Task to carry out - Print the records below exactly as they appear.

* START *

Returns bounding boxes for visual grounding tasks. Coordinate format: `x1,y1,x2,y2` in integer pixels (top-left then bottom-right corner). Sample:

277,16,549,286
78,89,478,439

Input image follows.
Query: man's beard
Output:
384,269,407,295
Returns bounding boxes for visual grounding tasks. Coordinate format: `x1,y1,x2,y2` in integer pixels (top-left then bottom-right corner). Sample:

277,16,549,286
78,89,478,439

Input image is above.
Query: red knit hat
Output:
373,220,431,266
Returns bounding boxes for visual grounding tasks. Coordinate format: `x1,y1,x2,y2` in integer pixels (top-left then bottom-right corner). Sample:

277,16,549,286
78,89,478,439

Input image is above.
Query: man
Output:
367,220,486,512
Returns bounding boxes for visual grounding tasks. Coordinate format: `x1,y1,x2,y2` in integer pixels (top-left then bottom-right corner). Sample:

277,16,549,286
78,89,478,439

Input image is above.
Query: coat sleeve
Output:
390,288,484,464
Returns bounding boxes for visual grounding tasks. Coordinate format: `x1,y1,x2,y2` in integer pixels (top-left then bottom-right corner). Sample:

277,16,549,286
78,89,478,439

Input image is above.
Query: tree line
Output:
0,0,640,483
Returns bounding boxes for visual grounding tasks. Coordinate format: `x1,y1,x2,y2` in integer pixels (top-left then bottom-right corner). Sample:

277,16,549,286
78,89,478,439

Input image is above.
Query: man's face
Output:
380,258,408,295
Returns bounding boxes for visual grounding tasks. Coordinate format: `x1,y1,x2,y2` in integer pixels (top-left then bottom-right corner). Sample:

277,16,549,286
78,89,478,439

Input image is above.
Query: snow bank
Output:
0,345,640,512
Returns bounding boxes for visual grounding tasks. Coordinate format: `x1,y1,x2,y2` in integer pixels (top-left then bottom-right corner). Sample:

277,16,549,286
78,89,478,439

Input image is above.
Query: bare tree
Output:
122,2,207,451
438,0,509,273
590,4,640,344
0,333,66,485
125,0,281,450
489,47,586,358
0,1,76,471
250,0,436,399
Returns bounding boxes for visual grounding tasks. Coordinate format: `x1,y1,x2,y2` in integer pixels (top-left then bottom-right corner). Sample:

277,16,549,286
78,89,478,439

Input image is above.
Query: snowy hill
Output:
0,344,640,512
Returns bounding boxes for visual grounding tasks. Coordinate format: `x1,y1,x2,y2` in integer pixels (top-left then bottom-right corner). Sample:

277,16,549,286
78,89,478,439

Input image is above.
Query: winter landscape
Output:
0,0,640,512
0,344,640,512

* END *

In response -
Returns bounding boxes for visual grounding tasks. Coordinate format: `x1,y1,x2,y2` in integer pixels (top-left then bottom-right corner). Sample:

277,16,549,286
78,89,478,439

Input image follows.
Query: man's beard
Output:
384,269,407,295
Returns bounding boxes for visual grounding tasks. Coordinate format: `x1,y1,x2,y2` in integer pixels (top-left then bottom-right corner). Sample:

277,16,549,286
78,89,478,439

Input image is above.
Query: red knit hat
Output:
373,220,431,266
Returns bounding boxes for visual grounding tasks. Coordinate format: `x1,y1,x2,y2` in integer pixels (top-left then bottom-right corner). Sample:

277,16,549,286
78,89,478,439

Input image is above.
Query: man
Output:
367,220,486,512
Returns bounding boxes for visual grounding tasks. Coordinate format: `x1,y1,x2,y2` in integer pixels (top-left then bottom-right corner). Sample:

277,16,549,286
78,89,478,439

Input image is above.
Query: coat sleeve
Output:
390,288,484,464
Returns bounding boxes for visual grounding tasks. Coordinate format: `x1,y1,x2,y2` in integer pixels (top-left then bottom-right corner). Sample:

277,16,549,286
78,89,478,439

Input image is above.
Query: tree line
Output:
0,0,640,483
Returns bounding boxes for visual grounding tasks. Coordinate format: `x1,y1,x2,y2` in integer pixels (top-left then bottom-right corner). Sample:

277,16,549,286
78,89,478,439

Input image is above.
Query: man's face
Output:
380,258,408,295
Returns bounding boxes for visual grounding tasks. Coordinate format: `x1,y1,x2,y2` in integer pixels (top-left then bottom-right corner). Sample:

277,16,549,286
78,89,478,439

Input image is above.
Query: snow bank
Output:
0,345,640,512
Returns bounding boxes for visual grounding tasks. Coordinate format: `x1,y1,x2,y2` in integer pixels (top-left then bottom-right corner). Sample:

277,16,549,286
78,89,478,439

Input image is above.
Query: bare tree
Output:
122,2,207,451
438,0,509,273
590,4,640,344
0,333,66,485
125,0,281,450
489,47,586,358
0,1,76,471
250,0,436,399
Returns bounding boxes for visual grounding tasks. Coordinate format: `x1,y1,x2,y2` in integer pixels (top-left then bottom-right corner). Sample:

277,16,549,286
78,89,478,439

Input image is above.
Query: snowy hill
Output:
0,344,640,512
Returns bounding boxes for visual grounding tasks. Coordinate format: `x1,y1,x2,y2` in integer pixels (top-left then bottom-right corner). Sample:

277,16,549,286
78,89,478,439

Input image is above.
Query: winter landscape
Output:
0,0,640,512
0,344,640,512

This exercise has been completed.